Given exercise: Please revise the items below by putting "comma-separated named fields" wherever "space-separated named fields" appears, with no other changes.

Supplied records:
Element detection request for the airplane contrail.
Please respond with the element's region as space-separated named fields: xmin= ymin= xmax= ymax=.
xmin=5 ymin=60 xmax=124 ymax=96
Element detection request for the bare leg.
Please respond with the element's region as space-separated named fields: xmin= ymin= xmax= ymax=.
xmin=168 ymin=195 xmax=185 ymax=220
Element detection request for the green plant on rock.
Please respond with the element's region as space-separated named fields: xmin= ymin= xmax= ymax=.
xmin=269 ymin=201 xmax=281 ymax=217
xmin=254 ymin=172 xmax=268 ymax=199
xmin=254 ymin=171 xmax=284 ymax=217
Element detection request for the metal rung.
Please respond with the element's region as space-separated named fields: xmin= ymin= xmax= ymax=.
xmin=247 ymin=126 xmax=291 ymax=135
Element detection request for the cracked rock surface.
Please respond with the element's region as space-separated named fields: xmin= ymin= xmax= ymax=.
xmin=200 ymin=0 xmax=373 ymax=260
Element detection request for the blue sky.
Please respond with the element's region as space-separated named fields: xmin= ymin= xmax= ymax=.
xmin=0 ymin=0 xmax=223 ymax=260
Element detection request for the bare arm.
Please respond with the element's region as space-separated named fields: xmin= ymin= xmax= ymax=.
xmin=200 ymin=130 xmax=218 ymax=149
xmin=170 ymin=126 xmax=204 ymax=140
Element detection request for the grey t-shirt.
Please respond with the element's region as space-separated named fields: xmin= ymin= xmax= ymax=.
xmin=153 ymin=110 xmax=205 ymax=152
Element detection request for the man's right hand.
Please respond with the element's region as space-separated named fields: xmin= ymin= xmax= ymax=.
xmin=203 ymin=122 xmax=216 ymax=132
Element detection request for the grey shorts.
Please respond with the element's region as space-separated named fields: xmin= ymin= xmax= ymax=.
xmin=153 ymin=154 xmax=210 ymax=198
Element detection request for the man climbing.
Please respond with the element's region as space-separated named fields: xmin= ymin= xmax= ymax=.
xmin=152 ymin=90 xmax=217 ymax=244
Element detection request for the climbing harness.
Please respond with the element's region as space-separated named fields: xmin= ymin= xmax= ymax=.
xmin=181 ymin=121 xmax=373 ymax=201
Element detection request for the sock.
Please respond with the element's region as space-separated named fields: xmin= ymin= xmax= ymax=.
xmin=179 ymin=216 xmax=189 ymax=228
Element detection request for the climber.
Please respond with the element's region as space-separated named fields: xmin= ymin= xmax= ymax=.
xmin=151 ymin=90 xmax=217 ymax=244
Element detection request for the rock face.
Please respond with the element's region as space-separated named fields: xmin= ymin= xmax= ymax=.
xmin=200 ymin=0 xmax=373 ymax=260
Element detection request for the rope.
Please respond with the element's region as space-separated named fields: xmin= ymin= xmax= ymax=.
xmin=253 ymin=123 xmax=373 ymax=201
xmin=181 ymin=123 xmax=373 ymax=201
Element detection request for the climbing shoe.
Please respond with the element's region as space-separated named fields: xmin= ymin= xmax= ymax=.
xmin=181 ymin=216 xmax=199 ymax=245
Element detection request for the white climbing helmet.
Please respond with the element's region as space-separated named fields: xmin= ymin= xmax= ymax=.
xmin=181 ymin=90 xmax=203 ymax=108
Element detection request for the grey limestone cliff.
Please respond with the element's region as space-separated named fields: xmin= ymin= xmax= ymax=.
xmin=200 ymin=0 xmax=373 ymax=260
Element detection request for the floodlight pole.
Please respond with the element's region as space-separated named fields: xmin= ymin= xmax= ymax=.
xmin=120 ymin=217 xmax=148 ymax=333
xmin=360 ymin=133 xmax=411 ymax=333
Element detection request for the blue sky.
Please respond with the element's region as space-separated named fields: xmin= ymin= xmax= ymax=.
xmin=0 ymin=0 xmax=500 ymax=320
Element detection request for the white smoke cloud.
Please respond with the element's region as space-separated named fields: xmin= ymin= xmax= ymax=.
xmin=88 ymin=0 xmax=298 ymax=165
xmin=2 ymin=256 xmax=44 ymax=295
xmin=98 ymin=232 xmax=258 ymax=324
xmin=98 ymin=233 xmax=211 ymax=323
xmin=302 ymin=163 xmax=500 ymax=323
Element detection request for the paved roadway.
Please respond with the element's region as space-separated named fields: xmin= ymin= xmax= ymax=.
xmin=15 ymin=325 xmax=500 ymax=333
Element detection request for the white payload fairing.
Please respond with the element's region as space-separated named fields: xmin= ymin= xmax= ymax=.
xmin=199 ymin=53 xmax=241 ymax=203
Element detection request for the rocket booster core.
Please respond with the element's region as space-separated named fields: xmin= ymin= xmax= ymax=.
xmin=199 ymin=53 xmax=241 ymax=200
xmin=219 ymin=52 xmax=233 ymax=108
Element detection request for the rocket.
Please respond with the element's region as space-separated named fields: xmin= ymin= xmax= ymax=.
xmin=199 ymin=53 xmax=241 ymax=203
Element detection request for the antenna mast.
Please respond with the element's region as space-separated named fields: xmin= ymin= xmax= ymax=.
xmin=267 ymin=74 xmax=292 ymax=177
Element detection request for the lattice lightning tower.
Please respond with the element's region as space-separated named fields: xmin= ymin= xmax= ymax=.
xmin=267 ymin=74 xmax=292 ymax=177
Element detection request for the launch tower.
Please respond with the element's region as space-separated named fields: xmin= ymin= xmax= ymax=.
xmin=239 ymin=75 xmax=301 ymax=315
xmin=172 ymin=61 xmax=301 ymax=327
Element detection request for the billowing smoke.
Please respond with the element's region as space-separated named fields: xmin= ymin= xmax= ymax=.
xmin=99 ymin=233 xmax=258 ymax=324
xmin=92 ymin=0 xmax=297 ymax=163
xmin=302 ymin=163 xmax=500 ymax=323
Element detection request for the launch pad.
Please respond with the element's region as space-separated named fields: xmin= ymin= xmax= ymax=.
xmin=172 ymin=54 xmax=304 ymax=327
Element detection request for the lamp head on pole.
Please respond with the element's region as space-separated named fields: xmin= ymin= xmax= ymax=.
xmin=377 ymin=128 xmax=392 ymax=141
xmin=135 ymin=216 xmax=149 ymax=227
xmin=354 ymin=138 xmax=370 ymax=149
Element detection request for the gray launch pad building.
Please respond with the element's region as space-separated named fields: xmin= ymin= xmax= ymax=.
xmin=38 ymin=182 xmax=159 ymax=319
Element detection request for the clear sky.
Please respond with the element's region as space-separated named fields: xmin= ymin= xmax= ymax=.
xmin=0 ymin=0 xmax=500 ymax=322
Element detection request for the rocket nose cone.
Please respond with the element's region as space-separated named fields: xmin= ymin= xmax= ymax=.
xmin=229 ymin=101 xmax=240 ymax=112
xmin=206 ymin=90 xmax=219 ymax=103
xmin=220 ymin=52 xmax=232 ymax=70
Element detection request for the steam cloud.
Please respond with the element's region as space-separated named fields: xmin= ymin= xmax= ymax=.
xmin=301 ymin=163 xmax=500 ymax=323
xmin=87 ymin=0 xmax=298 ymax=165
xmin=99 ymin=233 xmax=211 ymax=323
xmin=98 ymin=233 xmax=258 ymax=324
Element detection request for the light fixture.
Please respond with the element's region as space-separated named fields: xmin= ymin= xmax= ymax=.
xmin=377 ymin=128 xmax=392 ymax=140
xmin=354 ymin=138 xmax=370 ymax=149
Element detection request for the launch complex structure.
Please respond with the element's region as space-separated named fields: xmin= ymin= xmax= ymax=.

Answer below:
Element detection request for the airplane contrail.
Please respond with the element's region as comma-separated named fields: xmin= ymin= xmax= ymax=.
xmin=5 ymin=60 xmax=124 ymax=96
Element detection request for the bare leg.
Please respond with the element's region as comma-separated named fields: xmin= ymin= xmax= ymax=.
xmin=168 ymin=195 xmax=185 ymax=220
Element detection request for the green plant on rock.
Please respond with the element's region as comma-separated named fields: xmin= ymin= xmax= ymax=.
xmin=269 ymin=201 xmax=281 ymax=217
xmin=254 ymin=172 xmax=268 ymax=199
xmin=254 ymin=171 xmax=284 ymax=217
Element detection request for the metal rung.
Please respond with the element's region as comma-separated named fields: xmin= ymin= xmax= ymax=.
xmin=247 ymin=126 xmax=291 ymax=135
Element detection request for the cracked rock surface.
Please respond with the element's region as comma-separated named fields: xmin= ymin= xmax= ymax=.
xmin=200 ymin=0 xmax=373 ymax=260
Element detection request for the blue sky.
Please respond with the element's region as comma-separated named fields: xmin= ymin= xmax= ymax=.
xmin=0 ymin=0 xmax=223 ymax=260
Element detection request for the bare arm.
Please respond with the element's region as comma-separated named fields: xmin= ymin= xmax= ymax=.
xmin=200 ymin=130 xmax=218 ymax=149
xmin=170 ymin=126 xmax=204 ymax=140
Element detection request for the grey t-shirt.
Please respond with the element's region as comma-separated named fields: xmin= ymin= xmax= ymax=.
xmin=153 ymin=110 xmax=205 ymax=152
Element detection request for the man's right hand.
Please respond with the element's region as comma-separated named fields: xmin= ymin= xmax= ymax=.
xmin=203 ymin=122 xmax=216 ymax=132
Element detection request for the grey shorts.
Please respond with the element's region as comma-separated named fields: xmin= ymin= xmax= ymax=.
xmin=153 ymin=154 xmax=210 ymax=198
Element detection request for the man climbing.
Please respond with the element's region as comma-separated named fields: xmin= ymin= xmax= ymax=.
xmin=152 ymin=90 xmax=217 ymax=244
Element detection request for the climbing harness.
Please respond with the element's region as comma-separated named fields: xmin= ymin= xmax= ymax=.
xmin=181 ymin=121 xmax=373 ymax=201
Element detection request for the sock.
Please respond with the element's region as comma-separated named fields: xmin= ymin= xmax= ymax=.
xmin=179 ymin=216 xmax=189 ymax=228
Element detection request for the climber.
Please respond with the element's region as comma-separated named fields: xmin= ymin= xmax= ymax=.
xmin=151 ymin=90 xmax=217 ymax=244
Element detection request for the rock face.
Please respond with the element's region as comma-separated named fields: xmin= ymin= xmax= ymax=.
xmin=200 ymin=0 xmax=373 ymax=260
Element detection request for the rope.
Please respond with the element's region as comma-separated named fields: xmin= ymin= xmax= ymax=.
xmin=253 ymin=123 xmax=373 ymax=201
xmin=181 ymin=123 xmax=373 ymax=201
Element detection request for the climbing shoe.
Please respond with the element's region as comma-separated named fields: xmin= ymin= xmax= ymax=.
xmin=181 ymin=216 xmax=199 ymax=245
Element detection request for the white climbing helmet.
Please respond with the element's region as comma-separated named fields: xmin= ymin= xmax= ymax=.
xmin=181 ymin=90 xmax=203 ymax=108
Element detection request for the grey limestone cliff.
Please respond with the element's region as comma-separated named fields: xmin= ymin= xmax= ymax=.
xmin=200 ymin=0 xmax=373 ymax=260
Element detection request for the floodlight pole.
Please respond with the element's region as comma-separated named fields: xmin= ymin= xmax= ymax=.
xmin=120 ymin=217 xmax=148 ymax=333
xmin=360 ymin=133 xmax=411 ymax=333
Element detection request for the blue sky.
Please respond with the element's region as comma-separated named fields: xmin= ymin= xmax= ymax=.
xmin=0 ymin=0 xmax=500 ymax=320
Element detection request for the white smoke cloud.
Please respond with the element's region as comma-separated named fields: xmin= ymin= xmax= ymax=.
xmin=88 ymin=0 xmax=298 ymax=165
xmin=2 ymin=256 xmax=44 ymax=295
xmin=98 ymin=232 xmax=258 ymax=324
xmin=98 ymin=233 xmax=211 ymax=323
xmin=302 ymin=163 xmax=500 ymax=323
Element detection request for the paved roadway.
Please respond with the element's region as comma-separated named fields: xmin= ymin= xmax= ymax=.
xmin=15 ymin=325 xmax=500 ymax=333
Element detection request for the white payload fairing.
Please respond with the element's region as comma-separated named fields: xmin= ymin= xmax= ymax=.
xmin=199 ymin=53 xmax=241 ymax=203
Element detection request for the rocket booster core.
Please respond with the element's region as comma-separated named fields: xmin= ymin= xmax= ymax=.
xmin=199 ymin=53 xmax=241 ymax=200
xmin=219 ymin=52 xmax=233 ymax=108
Element detection request for the rocket.
Please respond with the element's region as comma-separated named fields: xmin= ymin= xmax= ymax=.
xmin=199 ymin=53 xmax=241 ymax=203
Element detection request for the antenna mast.
Please respond with the element's region as comma-separated named fields: xmin= ymin= xmax= ymax=.
xmin=267 ymin=74 xmax=292 ymax=177
Element detection request for the lattice lightning tower.
Please respond with the element's region as comma-separated named fields: xmin= ymin= xmax= ymax=.
xmin=267 ymin=74 xmax=292 ymax=177
Element detection request for the launch tower.
Please respond with the element's region as comma-separated named fields: xmin= ymin= xmax= ymax=.
xmin=239 ymin=75 xmax=301 ymax=315
xmin=172 ymin=61 xmax=301 ymax=327
Element detection request for the billowing smoke.
Please respond with the element's region as comma-separated named fields: xmin= ymin= xmax= ymax=.
xmin=99 ymin=233 xmax=258 ymax=324
xmin=92 ymin=0 xmax=297 ymax=163
xmin=302 ymin=163 xmax=500 ymax=323
Element detection request for the launch pad.
Please respond with the element's region as comma-separated named fields: xmin= ymin= xmax= ymax=.
xmin=172 ymin=54 xmax=304 ymax=327
Element detection request for the lamp head on pole.
Please respond with the element's region as comma-separated named fields: xmin= ymin= xmax= ymax=.
xmin=377 ymin=128 xmax=392 ymax=141
xmin=135 ymin=216 xmax=149 ymax=227
xmin=354 ymin=138 xmax=370 ymax=149
Element detection request for the gray launch pad building.
Please respond with the element's region as comma-separated named fields: xmin= ymin= xmax= ymax=.
xmin=38 ymin=182 xmax=159 ymax=319
Element detection request for the clear sky.
Please respond with the element's region as comma-separated named fields: xmin= ymin= xmax= ymax=.
xmin=0 ymin=0 xmax=500 ymax=322
Element detection request for the rocket nose cone.
Please respond with the element's region as comma-separated named fields: xmin= ymin= xmax= ymax=.
xmin=229 ymin=101 xmax=240 ymax=112
xmin=206 ymin=90 xmax=219 ymax=103
xmin=220 ymin=52 xmax=232 ymax=70
Element detection request for the steam cloud.
Please respond with the element's region as comma-separated named fields: xmin= ymin= xmax= ymax=.
xmin=301 ymin=163 xmax=500 ymax=323
xmin=87 ymin=0 xmax=298 ymax=165
xmin=99 ymin=233 xmax=211 ymax=323
xmin=98 ymin=233 xmax=258 ymax=324
Element detection request for the light fixture.
Please respond with the element's region as comma-separated named fields: xmin= ymin= xmax= ymax=.
xmin=377 ymin=128 xmax=392 ymax=140
xmin=354 ymin=138 xmax=370 ymax=149
Element detection request for the launch complex structure.
Please respond with the element's region as comma-separated named fields: xmin= ymin= xmax= ymax=.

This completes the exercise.